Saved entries
----------------------------------------

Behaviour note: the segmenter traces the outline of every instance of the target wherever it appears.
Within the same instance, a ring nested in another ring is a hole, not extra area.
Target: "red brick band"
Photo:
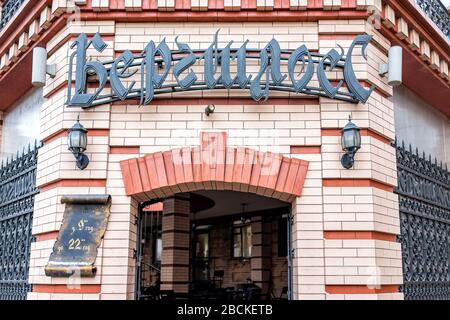
[[[146,206],[143,211],[163,211],[163,203],[157,202],[151,205]]]
[[[380,294],[400,292],[398,285],[382,285],[375,288],[362,285],[326,285],[325,292],[329,294]]]
[[[74,121],[75,122],[75,121]],[[109,129],[88,129],[88,137],[108,137]],[[55,141],[59,138],[67,137],[67,129],[60,129],[52,135],[42,139],[43,144],[48,144],[52,141]]]
[[[391,140],[385,136],[382,136],[381,134],[373,131],[372,129],[361,129],[361,136],[369,136],[372,138],[375,138],[377,140],[380,140],[381,142],[384,142],[386,144],[390,144]],[[330,128],[330,129],[322,129],[321,130],[322,136],[333,136],[333,137],[340,137],[342,135],[342,129],[340,128]]]
[[[324,231],[323,237],[330,240],[374,239],[397,242],[397,235],[378,231]]]
[[[139,147],[124,146],[124,147],[109,147],[110,154],[139,154]]]
[[[65,284],[33,284],[33,292],[46,293],[100,293],[99,284],[82,284],[69,287]]]
[[[60,187],[106,187],[106,179],[62,179],[39,187],[45,192]]]
[[[36,234],[36,241],[55,240],[58,237],[59,231],[49,231]]]
[[[372,179],[323,179],[324,187],[373,187],[387,192],[394,192],[394,187]]]
[[[320,154],[320,146],[291,146],[291,154]]]

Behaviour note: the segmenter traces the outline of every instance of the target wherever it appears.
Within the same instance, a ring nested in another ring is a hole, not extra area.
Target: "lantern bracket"
[[[353,164],[355,163],[355,153],[355,151],[348,151],[342,156],[341,164],[345,169],[353,167]]]
[[[73,154],[75,156],[78,169],[84,170],[89,164],[89,158],[84,153],[78,152]]]

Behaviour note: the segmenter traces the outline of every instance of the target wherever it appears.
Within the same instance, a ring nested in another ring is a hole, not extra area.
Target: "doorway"
[[[143,203],[137,219],[136,299],[292,297],[290,203],[217,190],[191,192],[189,198],[188,294],[161,290],[163,205]]]

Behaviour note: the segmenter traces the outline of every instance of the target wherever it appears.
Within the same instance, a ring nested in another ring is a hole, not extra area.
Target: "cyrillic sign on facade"
[[[107,47],[100,34],[97,33],[91,40],[80,34],[71,46],[76,50],[69,61],[67,105],[87,108],[125,99],[138,99],[141,105],[146,105],[158,94],[207,89],[249,89],[250,96],[256,101],[267,100],[270,91],[284,91],[365,103],[374,86],[365,89],[359,83],[352,58],[357,46],[361,46],[362,55],[366,58],[365,51],[371,39],[370,35],[356,36],[346,55],[342,47],[339,47],[339,52],[332,49],[326,54],[319,54],[311,52],[305,45],[296,50],[281,50],[276,39],[272,39],[263,49],[247,48],[248,40],[239,48],[232,48],[233,41],[219,48],[217,32],[205,50],[193,50],[177,38],[178,50],[170,50],[164,39],[158,45],[150,41],[138,56],[126,50],[115,60],[100,62],[87,61],[86,56],[91,46],[98,52]],[[75,58],[75,92],[72,93]],[[259,60],[256,74],[247,72],[248,59]],[[203,79],[199,79],[199,75],[191,69],[200,61],[203,62]],[[282,64],[287,67],[286,74],[281,71]],[[326,74],[333,70],[343,71],[343,80],[336,85]],[[175,81],[166,83],[170,72]],[[315,73],[318,87],[310,85]],[[88,76],[94,74],[98,85],[94,92],[87,92]],[[140,81],[127,81],[136,74],[140,75]],[[104,94],[107,82],[112,92]],[[346,90],[343,90],[344,87]]]

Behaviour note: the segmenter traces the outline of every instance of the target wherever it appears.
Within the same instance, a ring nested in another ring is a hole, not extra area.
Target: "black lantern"
[[[345,154],[341,158],[342,166],[345,169],[353,167],[356,152],[361,148],[361,133],[359,127],[348,117],[348,123],[342,129],[341,137],[342,150]]]
[[[83,153],[87,147],[87,130],[81,125],[80,117],[72,128],[68,130],[67,144],[75,156],[77,167],[81,170],[89,164],[89,158]]]
[[[209,117],[210,114],[214,113],[214,110],[216,110],[216,106],[213,104],[208,104],[205,108],[205,114]]]

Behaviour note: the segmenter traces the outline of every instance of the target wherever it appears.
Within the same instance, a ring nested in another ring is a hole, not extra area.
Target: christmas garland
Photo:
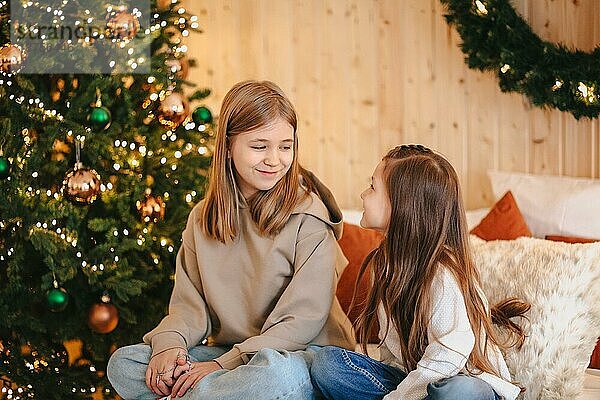
[[[600,46],[572,51],[540,39],[509,0],[441,0],[469,68],[493,71],[503,92],[580,117],[600,113]]]

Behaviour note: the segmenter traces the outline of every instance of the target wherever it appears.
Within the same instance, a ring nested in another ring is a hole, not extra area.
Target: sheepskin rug
[[[471,245],[490,304],[531,303],[525,344],[506,353],[513,380],[527,389],[522,398],[577,399],[600,336],[600,243],[471,236]]]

----------------------------------------

WHAT YOU SHOULD DO -> A faithful, word-for-word copy of the data is needed; the pictures should not appear in it.

OUTPUT FOR THIS EXERCISE ->
Behaviour note: the segmenter traces the outline of every instance of the target wherever it appears.
Within the same instance, a ring nested in another ring is a hole, not extra area.
Target: "red brick band"
Photo:
[[[146,206],[143,211],[163,211],[163,203],[157,202],[151,205]]]
[[[380,294],[400,292],[398,285],[382,285],[375,288],[362,285],[326,285],[325,292],[329,294]]]
[[[74,121],[75,122],[75,121]],[[109,129],[88,129],[88,137],[108,137]],[[55,141],[59,138],[67,137],[67,129],[60,129],[52,135],[42,139],[43,144],[48,144],[52,141]]]
[[[391,140],[385,136],[382,136],[381,134],[373,131],[372,129],[361,129],[361,136],[369,136],[372,138],[375,138],[377,140],[380,140],[381,142],[384,142],[386,144],[390,144]],[[330,128],[330,129],[322,129],[321,130],[322,136],[333,136],[333,137],[340,137],[342,135],[342,129],[340,128]]]
[[[324,231],[323,237],[330,240],[374,239],[397,242],[397,235],[378,231]]]
[[[139,147],[124,146],[124,147],[109,147],[110,154],[139,154]]]
[[[65,284],[33,284],[33,292],[46,293],[100,293],[99,284],[82,284],[69,287]]]
[[[60,187],[106,187],[106,179],[62,179],[39,187],[45,192]]]
[[[36,234],[36,241],[55,240],[58,237],[59,231],[49,231]]]
[[[372,179],[323,179],[324,187],[373,187],[387,192],[394,192],[394,187]]]
[[[320,154],[320,146],[291,146],[291,154]]]

Behaviour note: the segmenter traces the outline of every instance of the target wherever it appears.
Within the same instance, a ring nested in another ring is a hole, not extra area.
Target: "lantern bracket"
[[[353,164],[355,163],[355,153],[355,151],[348,151],[342,156],[341,164],[345,169],[353,167]]]
[[[73,154],[75,156],[78,169],[84,170],[89,164],[89,158],[84,153],[78,152]]]

Behaviour note: the segmenter traces the outline of every instance of the target wherever it appears.
Within the same instance, a ring nested in another ring is a hole, not extra area.
Target: "doorway"
[[[143,203],[137,219],[136,299],[292,297],[290,203],[217,190],[191,192],[189,198],[188,294],[161,290],[163,205]]]

Behaviour note: the segmenter traces the outline of every instance of the target wherever it appears.
Within the same instance, a ring nested in another ring is a hole, not extra area.
Target: "cyrillic sign on facade"
[[[107,47],[100,34],[97,33],[91,40],[80,34],[71,46],[76,50],[69,61],[67,105],[87,108],[125,99],[138,99],[141,105],[146,105],[158,94],[207,89],[249,89],[250,96],[256,101],[267,100],[270,91],[284,91],[365,103],[374,86],[365,89],[359,83],[352,58],[357,46],[361,46],[362,55],[366,58],[365,51],[371,39],[370,35],[356,36],[346,55],[342,47],[339,47],[339,52],[332,49],[326,54],[319,54],[311,52],[305,45],[296,50],[281,50],[276,39],[272,39],[263,49],[247,48],[248,40],[239,48],[232,48],[233,41],[219,48],[217,32],[205,50],[193,50],[177,38],[178,50],[170,50],[164,39],[158,45],[150,41],[138,56],[126,50],[115,60],[100,62],[87,61],[86,56],[91,46],[98,52]],[[75,58],[75,92],[72,93]],[[259,60],[256,74],[247,72],[248,59]],[[203,79],[199,79],[199,75],[191,69],[200,61],[203,62]],[[282,64],[287,67],[286,74],[281,71]],[[326,74],[333,70],[343,71],[343,80],[336,85]],[[175,81],[166,83],[170,72]],[[315,73],[318,87],[310,85]],[[88,76],[94,74],[98,85],[94,92],[87,92]],[[140,81],[127,81],[136,74],[140,75]],[[104,94],[107,82],[112,92]],[[346,90],[343,90],[344,87]]]

Behaviour note: the segmenter traces the outline of every instance of the target wherever it appears.
Within the same instance, a ring nested in another ring is a hole, not extra area.
Target: "black lantern"
[[[345,154],[341,158],[342,166],[345,169],[353,167],[356,152],[361,148],[361,133],[359,127],[348,117],[348,123],[342,129],[341,137],[342,150]]]
[[[83,153],[87,147],[87,130],[81,125],[80,117],[72,128],[68,130],[67,144],[75,156],[77,167],[81,170],[89,164],[89,158]]]
[[[209,117],[210,114],[214,113],[214,110],[216,110],[216,106],[213,104],[208,104],[205,108],[205,114]]]

Behaviour note: the segmenter traces the outline of every instance of the target wherever it appears.
Within the same instance, a ring nested in another ring is a hole, not extra area.
Target: christmas garland
Photo:
[[[600,46],[572,51],[540,39],[509,0],[441,0],[469,68],[493,71],[503,92],[580,117],[600,113]]]

Behaviour note: the segmenter traces the outline of every instance of the target wherever it appears.
Within the same instance, a ring nested in another ring is a hole, not extra area.
Target: sheepskin rug
[[[471,245],[490,304],[531,303],[525,344],[506,353],[513,380],[527,389],[522,398],[577,399],[600,336],[600,243],[471,236]]]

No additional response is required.